JOB 1
In the records, rewrite the lines from the one containing "Provide one marker per instance of the jar" up to and including the one containing "x=872, y=928", substituting "lid" for "label" and leaving everything else unchanged.

TEXT SHOWN
Instruction Set Architecture#

As of 2026, the XDNA official documentation focuses mainly on the higher-level software stack and provides limited technical details. However, by combining information from several publicly available sources with microbenchmarks, we can construct an accurate picture of the hardware.

XDNA1 and XDNA2 are AMD’s consumer variants of the AIE-ML (AIE2) and AIE-ML v2 (AIE2p) architectures. Public documentation for the AIE-ML and AIE-ML v2 architectures is available as part of AMD’s Versal AI Edge Series. Architecturally, XDNA1 closely resembles AIE-ML, whereas XDNA2 diverges more from AIE-ML v2. Nonetheless, the AIE-ML and AIE-ML v2 architecture manuals are helpful for understanding the features of the microarchitectures.

As stated in an AMD paper, XDNA cores use a very-long instruction word (VLIW) instruction set architecture (ISA) that supports single-instruction multiple-data (SIMD) operations for fixed- and floating-point arithmetic. Although the ISA itself is not publicly documented, the open-source, LLVM-based compiler framework Peano implements it. Specifically, this framework can compile the AIE-API, which contains intrinsic functions for programming the compute-tile cores. Peano emits assembly code for intrinsic kernels compiled from C++. This allows us to infer the ISA from the generated code. Furthermore, microbenchmarking operations within instruction words allows us to determine their hardware execution properties. Operation latencies are particularly important because they are crucial for scheduling operations in VLIW code.

JOB 2
Pick up the text on the XDNA instruction set architecture after its last sentence and extend it with further prose.

RECORDED INFORMATION
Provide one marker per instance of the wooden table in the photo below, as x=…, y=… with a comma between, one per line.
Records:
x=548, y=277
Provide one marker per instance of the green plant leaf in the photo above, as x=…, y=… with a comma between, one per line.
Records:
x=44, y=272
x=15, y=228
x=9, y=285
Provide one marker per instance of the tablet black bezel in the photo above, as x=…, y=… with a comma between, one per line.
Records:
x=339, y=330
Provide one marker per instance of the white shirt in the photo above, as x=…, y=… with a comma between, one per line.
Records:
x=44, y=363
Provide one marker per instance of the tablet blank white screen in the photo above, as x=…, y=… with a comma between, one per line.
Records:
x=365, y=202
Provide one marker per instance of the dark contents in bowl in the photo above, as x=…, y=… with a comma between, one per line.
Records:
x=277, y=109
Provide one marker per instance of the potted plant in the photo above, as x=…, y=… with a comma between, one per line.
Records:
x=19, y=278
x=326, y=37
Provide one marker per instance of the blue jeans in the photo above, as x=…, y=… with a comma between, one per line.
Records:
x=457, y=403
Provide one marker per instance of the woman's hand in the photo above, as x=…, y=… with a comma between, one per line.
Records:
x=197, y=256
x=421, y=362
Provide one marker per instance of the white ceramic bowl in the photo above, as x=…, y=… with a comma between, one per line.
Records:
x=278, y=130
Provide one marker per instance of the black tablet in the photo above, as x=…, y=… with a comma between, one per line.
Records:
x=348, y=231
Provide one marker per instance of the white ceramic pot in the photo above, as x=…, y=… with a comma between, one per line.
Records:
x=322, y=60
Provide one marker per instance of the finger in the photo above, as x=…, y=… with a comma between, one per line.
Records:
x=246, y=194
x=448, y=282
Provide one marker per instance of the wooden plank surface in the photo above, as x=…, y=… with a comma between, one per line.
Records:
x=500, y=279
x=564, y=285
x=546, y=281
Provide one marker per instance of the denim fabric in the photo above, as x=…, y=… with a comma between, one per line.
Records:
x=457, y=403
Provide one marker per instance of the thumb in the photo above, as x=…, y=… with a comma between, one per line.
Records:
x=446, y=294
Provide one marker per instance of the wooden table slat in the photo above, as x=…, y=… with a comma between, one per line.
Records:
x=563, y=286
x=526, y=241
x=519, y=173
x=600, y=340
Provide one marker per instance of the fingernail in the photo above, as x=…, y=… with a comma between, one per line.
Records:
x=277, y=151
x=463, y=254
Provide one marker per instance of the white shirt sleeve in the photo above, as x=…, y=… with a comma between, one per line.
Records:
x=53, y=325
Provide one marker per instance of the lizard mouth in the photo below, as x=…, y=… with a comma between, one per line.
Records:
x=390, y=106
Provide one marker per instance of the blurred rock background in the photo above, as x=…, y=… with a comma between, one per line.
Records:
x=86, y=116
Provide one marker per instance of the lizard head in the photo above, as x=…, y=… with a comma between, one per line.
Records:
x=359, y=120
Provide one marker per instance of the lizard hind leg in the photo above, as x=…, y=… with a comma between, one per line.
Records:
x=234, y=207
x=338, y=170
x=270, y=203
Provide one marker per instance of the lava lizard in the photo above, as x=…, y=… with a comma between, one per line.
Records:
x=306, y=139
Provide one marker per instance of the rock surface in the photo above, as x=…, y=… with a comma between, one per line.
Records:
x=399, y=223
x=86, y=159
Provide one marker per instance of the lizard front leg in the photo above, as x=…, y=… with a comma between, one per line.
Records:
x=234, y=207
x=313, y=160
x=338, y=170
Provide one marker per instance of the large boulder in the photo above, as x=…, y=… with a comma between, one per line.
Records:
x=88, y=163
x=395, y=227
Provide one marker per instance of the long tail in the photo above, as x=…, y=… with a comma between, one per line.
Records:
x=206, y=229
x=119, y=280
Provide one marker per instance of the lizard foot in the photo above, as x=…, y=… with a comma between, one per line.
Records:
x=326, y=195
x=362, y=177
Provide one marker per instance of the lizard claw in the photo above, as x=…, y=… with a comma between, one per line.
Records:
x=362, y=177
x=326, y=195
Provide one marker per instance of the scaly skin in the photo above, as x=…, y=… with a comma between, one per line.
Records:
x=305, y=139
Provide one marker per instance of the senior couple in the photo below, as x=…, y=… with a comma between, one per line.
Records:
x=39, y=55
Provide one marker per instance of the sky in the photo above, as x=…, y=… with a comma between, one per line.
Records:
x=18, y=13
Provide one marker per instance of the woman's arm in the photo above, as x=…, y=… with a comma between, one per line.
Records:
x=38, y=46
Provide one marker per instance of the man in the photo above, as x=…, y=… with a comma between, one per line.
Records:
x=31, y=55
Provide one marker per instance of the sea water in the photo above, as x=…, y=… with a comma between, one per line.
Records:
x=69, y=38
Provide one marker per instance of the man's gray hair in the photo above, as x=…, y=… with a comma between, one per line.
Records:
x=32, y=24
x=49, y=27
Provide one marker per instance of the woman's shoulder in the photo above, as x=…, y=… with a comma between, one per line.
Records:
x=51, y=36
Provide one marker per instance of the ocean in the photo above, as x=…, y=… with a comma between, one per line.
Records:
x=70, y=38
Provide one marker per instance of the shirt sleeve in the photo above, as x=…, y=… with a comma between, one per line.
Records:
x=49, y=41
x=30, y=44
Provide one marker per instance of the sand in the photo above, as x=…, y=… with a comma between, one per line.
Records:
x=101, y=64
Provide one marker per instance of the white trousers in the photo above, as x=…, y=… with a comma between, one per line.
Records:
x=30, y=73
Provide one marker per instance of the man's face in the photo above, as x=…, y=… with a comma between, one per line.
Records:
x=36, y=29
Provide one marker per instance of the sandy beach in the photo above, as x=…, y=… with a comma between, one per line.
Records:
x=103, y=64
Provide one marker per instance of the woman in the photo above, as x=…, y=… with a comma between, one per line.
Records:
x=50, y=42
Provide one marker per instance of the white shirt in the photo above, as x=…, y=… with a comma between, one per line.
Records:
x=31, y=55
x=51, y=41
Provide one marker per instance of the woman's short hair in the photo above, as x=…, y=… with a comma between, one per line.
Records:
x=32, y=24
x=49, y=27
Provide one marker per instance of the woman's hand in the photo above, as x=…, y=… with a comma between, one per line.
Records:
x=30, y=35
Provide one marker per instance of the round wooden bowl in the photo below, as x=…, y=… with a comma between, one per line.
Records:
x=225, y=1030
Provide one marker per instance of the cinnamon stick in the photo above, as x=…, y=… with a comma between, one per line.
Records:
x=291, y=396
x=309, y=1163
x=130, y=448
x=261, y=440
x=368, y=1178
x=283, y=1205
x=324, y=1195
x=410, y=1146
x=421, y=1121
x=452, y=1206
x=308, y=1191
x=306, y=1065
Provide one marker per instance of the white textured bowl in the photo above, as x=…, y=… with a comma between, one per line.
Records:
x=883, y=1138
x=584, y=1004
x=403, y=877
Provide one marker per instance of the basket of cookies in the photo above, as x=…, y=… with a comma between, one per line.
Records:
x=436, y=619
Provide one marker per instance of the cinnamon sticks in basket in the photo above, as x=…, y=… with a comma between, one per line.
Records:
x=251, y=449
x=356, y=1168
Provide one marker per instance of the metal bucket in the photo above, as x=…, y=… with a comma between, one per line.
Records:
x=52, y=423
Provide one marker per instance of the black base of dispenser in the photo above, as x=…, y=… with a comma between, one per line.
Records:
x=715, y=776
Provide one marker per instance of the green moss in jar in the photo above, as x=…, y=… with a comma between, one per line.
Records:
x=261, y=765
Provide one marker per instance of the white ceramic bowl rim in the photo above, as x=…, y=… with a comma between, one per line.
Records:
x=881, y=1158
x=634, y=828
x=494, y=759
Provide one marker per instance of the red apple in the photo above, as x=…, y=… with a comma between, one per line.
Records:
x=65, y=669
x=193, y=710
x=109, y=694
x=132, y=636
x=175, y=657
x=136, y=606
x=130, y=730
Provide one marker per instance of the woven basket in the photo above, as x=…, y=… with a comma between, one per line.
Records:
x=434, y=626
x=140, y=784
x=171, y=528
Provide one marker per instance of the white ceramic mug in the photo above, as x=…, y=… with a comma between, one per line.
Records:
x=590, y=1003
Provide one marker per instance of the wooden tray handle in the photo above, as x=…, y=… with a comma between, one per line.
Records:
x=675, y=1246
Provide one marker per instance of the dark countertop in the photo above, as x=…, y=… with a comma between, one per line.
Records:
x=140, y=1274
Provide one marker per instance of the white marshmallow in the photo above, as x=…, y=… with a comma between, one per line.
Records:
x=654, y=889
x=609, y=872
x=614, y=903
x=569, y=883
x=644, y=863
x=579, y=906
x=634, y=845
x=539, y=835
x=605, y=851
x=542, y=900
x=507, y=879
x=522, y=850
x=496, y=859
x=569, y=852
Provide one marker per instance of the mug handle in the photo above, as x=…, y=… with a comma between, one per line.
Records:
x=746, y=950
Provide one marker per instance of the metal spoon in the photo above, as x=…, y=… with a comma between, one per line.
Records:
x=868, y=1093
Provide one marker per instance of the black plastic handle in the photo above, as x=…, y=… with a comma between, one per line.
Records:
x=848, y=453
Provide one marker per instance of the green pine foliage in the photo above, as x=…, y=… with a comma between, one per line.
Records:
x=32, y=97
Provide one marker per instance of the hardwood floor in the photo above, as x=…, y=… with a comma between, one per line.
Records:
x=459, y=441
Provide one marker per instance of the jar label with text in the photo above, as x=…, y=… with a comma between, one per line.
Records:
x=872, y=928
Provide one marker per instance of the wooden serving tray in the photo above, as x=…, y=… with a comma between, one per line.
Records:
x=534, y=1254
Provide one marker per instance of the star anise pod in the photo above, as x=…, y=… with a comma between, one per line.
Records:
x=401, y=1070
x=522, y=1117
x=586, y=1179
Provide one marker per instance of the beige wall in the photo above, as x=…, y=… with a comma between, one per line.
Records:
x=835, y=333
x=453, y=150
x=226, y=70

TASK RESULT 1
Provide one marker per instance of the jar lid with text in the photo above, as x=…, y=… with a comma between, one per line.
Records:
x=872, y=928

TASK RESULT 2
Floating-Point Matrix Operations#

BF16 is a popular ML data format introduced by Google in 2018. A BF16 number has a sign bit, eight exponent bits, and seven mantissa bits. Thus, we obtain the same dynamic range as FP32, which has eight exponent bits as well. BFP16 is a block-floating-point format, which means that multiple values share the same exponent. Specifically, BFP16 uses eight bits for the exponent and groups eight values into a block. Each of the entries in the block has a sign and seven mantissa bits. This results in a total of 8 + 8 * (1 + 7) = 72 bits, or 9 bytes, for all eight values. Details on the format are available in the AIE-API, where it has the name bfp16ebs8.

Table 1 Excerpt of the floating-point matrix-multiplication modes listed in the AIE-API.#

Arch.

bfloat16 × bfloat16

float × floatd

bfp16 × bfp16

AIE-ML/XDNA1

4×8×4
8×8×4a
4×16×4ab
8×8×8ab
4×8×4
4×1×4b
4×1×8ab

XDNA2

8×8×4ab
4×8×8abc
4×8×4ab
8×8×8e
8×1×8b

4×8×4ab

8×8×8
8×8×16ab
a Emulated using multiple intrinsic calls.
b Require additional data manipulation.
c 32b * 16b multiplications are emulated on AIE-ML/XDNA1, XDNA2, and AIE-MLv2.
d float multiplications are emulated on AIE-ML/XDNA1, XDNA2, and AIE-MLv2 using native bfloat16 multiplications.
e Mode available through block-floating-point emulation to increase throughput at the cost of accuracy. Enabled by defining AIE_API_EMULATE_BFLOAT16_MMUL_WITH_BFP16 at compile time.

The AIE-API lists supported matrix-multiplication modes. Table 1 provides an excerpt of the modes relevant for our targeted tensor workloads. We observe that the BF16 4×8×4 mode runs natively on XDNA1, while the BFP16 8×8×8 mode runs natively on XDNA2. All other modes are emulated in software.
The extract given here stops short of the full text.